__What you will do__:
Which of the lines below hold the word "position"? Pull each of them out.

__Available records__:
================================

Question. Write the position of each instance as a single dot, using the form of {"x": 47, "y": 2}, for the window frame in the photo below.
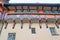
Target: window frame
{"x": 9, "y": 34}
{"x": 53, "y": 31}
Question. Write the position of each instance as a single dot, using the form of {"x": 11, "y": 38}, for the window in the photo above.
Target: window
{"x": 33, "y": 30}
{"x": 47, "y": 8}
{"x": 54, "y": 8}
{"x": 1, "y": 26}
{"x": 33, "y": 10}
{"x": 25, "y": 7}
{"x": 11, "y": 36}
{"x": 53, "y": 31}
{"x": 32, "y": 7}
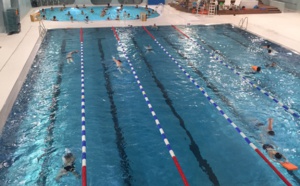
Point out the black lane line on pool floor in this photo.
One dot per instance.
(52, 118)
(267, 57)
(262, 90)
(209, 84)
(120, 141)
(193, 145)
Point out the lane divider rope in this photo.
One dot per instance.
(83, 138)
(212, 54)
(166, 141)
(221, 111)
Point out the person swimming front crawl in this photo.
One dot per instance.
(69, 56)
(68, 165)
(273, 154)
(256, 68)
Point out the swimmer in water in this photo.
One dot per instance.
(256, 69)
(69, 56)
(68, 165)
(273, 154)
(273, 64)
(118, 63)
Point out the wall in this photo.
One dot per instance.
(288, 4)
(23, 5)
(2, 27)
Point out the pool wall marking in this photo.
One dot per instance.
(239, 74)
(166, 141)
(83, 137)
(222, 112)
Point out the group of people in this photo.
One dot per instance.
(257, 69)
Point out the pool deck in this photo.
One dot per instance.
(18, 50)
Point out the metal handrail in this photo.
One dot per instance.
(242, 21)
(42, 29)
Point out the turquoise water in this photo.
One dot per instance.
(124, 146)
(111, 13)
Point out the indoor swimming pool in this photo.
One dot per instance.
(96, 13)
(152, 121)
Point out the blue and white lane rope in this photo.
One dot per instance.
(167, 143)
(221, 111)
(83, 138)
(212, 54)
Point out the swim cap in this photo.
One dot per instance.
(258, 69)
(271, 132)
(278, 155)
(254, 68)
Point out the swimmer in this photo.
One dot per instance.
(68, 165)
(270, 127)
(256, 68)
(273, 64)
(69, 56)
(273, 154)
(118, 63)
(272, 52)
(149, 48)
(155, 26)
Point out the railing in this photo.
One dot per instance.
(161, 9)
(42, 29)
(242, 22)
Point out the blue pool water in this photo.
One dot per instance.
(124, 146)
(111, 13)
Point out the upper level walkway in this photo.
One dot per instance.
(17, 51)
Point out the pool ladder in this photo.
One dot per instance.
(242, 22)
(42, 29)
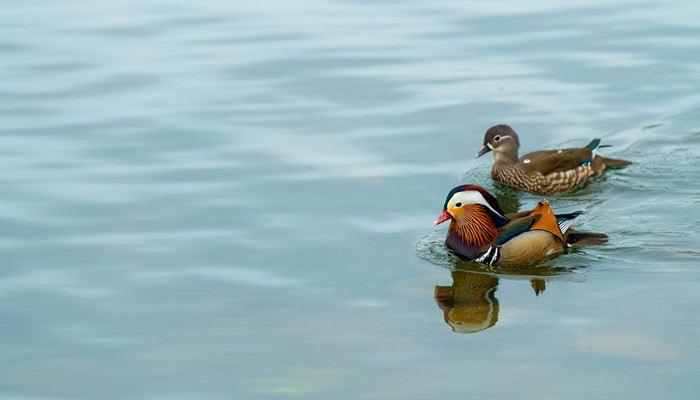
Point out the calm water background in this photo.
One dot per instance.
(229, 200)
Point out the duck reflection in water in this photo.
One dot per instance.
(470, 304)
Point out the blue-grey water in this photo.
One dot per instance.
(234, 200)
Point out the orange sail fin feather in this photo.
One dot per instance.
(548, 221)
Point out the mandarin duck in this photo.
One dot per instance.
(479, 230)
(546, 172)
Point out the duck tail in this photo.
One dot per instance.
(611, 162)
(575, 238)
(594, 144)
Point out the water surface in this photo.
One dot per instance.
(211, 200)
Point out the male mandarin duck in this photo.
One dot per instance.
(479, 231)
(545, 172)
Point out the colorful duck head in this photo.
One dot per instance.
(503, 141)
(476, 217)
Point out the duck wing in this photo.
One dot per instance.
(550, 161)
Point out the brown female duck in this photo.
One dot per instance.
(479, 231)
(545, 172)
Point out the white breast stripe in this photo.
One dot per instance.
(564, 225)
(489, 257)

================================

__Task response__:
Question. Write the position of each instance as a single dot, using the form of {"x": 47, "y": 2}, for the window frame in the photo below.
Question. Write the position of each instance as a single dot, using the form of {"x": 11, "y": 38}, for the window in the photo above.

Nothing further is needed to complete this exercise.